__Exercise objective__
Reproduce word for word the stretch of the entries below that opens with the line containing "Put a marker on every instance of the brown cow" and closes with the line containing "Target: white birch trunk", including both of those lines.

__Data for this exercise__
>> Start

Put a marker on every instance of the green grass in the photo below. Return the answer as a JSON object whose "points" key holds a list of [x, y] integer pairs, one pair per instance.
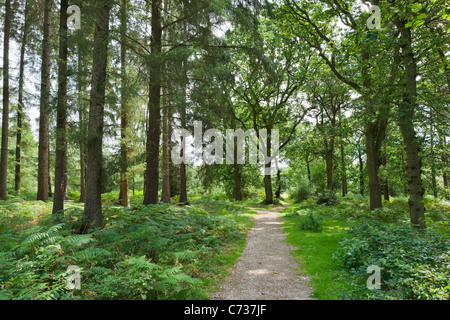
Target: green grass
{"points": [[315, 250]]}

>> End
>> Start

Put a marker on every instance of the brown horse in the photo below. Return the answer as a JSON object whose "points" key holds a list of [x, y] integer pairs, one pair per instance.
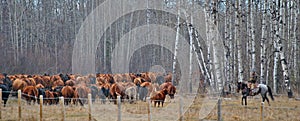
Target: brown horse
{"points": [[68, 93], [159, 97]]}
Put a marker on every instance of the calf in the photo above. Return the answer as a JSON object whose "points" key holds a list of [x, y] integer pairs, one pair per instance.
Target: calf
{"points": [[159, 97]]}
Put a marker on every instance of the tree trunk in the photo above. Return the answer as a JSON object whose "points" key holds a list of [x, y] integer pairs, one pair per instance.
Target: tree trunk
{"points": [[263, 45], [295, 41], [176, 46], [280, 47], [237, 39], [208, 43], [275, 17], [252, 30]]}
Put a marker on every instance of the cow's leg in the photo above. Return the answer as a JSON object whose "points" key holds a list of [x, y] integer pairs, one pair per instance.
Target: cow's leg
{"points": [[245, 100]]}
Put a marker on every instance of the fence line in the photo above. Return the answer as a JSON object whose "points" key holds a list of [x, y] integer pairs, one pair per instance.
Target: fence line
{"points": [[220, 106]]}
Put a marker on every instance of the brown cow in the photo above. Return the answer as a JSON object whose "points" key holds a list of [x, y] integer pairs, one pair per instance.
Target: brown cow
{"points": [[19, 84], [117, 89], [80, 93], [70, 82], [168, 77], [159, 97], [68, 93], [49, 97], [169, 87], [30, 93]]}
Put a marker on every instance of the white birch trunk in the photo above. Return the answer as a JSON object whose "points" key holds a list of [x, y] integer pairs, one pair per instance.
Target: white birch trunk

>> End

__Problem solution__
Put a marker on every instance of the brown cow in the photo above. Return the answer as a JSON object whose "points" key holds a list of [x, y] integer pairs, one pair per instance.
Target: brown cow
{"points": [[19, 84], [117, 89], [80, 93], [70, 82], [168, 77], [159, 97], [68, 93], [49, 97], [169, 87], [30, 93]]}
Put a marker on every instance of the white birch trunk in the photo above. Return the answer as a JSON object whose "points" key holds a list of [x, y] integer pairs, one pair per instance.
Target: white birch trunk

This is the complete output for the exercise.